EXCERPT START

Aside from the benefits of peer support, the potential of groups to facilitate increased contact with clients in supported housing programs needs to be examined. Groups allow case managers to provide services to multiple clients simultaneously, which can lead to more efficient care. For example, in psychotherapy, group therapy can be more cost and time effective than individual therapy [15-16]. While case management may be different from psychotherapy, the potential for providing services to groups of clients rather than clients individually may be particularly pertinent to examine as HUD-VASH programs grow and staff seek to deliver more efficient clinical services.
This study examined the current practices and attitudes regarding groups among HUD-VASH programs and case managers in the New England region, where a current project is underway to develop and disseminate the GIPS model. We examined administrative data on the use of groups in HUD-VASH and case manager responses to an online survey. We hypothesized that programs in the New England region would use groups more often because of recent dissemination efforts of the GIPS model. We further hypothesized that programs that used groups would have more contacts with clients and that case managers who reported using groups would also report more positive attitudes about groups.
The HUD-VASH program was implemented as a demonstration project in 1992 at 19 sites serving about 2,000 veterans  and in the years since 2007 has expanded to over 132 sites serving over 40,000 veterans, with at least one HUD-VASH program in each state . HUD-VASH offers homeless veterans with disabilities a Section 8 housing voucher funded by HUD and intensive case management from VA clinical staff, who are mostly social workers. A randomized controlled trial of the original HUD-VASH showed that clients in HUD-VASH had more days housed than those who only received case management without subsidized housing or those who only received standard care . However, there were no group differences on mental health and quality of life outcomes, although HUD-VASH clients showed greater improvement in alcohol and drug problems .
The GIPS model was developed in 2009 at the VA Connecticut Healthcare System  and is in the process of being disseminated to other VA facilities in the New England Veterans Integrated Service Network (VISN) 1. The fundamental shift in the model is that instead of individual, intensive community-based case management services being the default mode of support, clients are expected to attend group meetings for their primary support. Clients are still assigned individual case managers, but case managers lead group meetings to provide clinical services and facilitate peer education. Individual case management is provided on an as-needed basis rather than being a required part of the program.

EXCERPT END
DATA SECTION START

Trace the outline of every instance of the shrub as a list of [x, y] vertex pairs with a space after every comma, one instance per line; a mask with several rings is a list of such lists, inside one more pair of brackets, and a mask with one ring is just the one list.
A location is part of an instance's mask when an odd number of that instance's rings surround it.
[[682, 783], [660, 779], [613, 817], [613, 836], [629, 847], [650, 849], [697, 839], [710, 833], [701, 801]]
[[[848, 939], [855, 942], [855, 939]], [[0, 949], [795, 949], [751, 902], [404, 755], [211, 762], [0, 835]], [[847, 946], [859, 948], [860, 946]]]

DATA SECTION END

■ WORK REQUEST ■
Reproduce the passage on HUD-VASH case management from "Aside from the" up to and including "efficient clinical services.", putting "counseling" wherever "psychotherapy" appears.

■ REPLY TO THE EXERCISE ■
Aside from the benefits of peer support, the potential of groups to facilitate increased contact with clients in supported housing programs needs to be examined. Groups allow case managers to provide services to multiple clients simultaneously, which can lead to more efficient care. For example, in counseling, group therapy can be more cost and time effective than individual therapy [15-16]. While case management may be different from counseling, the potential for providing services to groups of clients rather than clients individually may be particularly pertinent to examine as HUD-VASH programs grow and staff seek to deliver more efficient clinical services.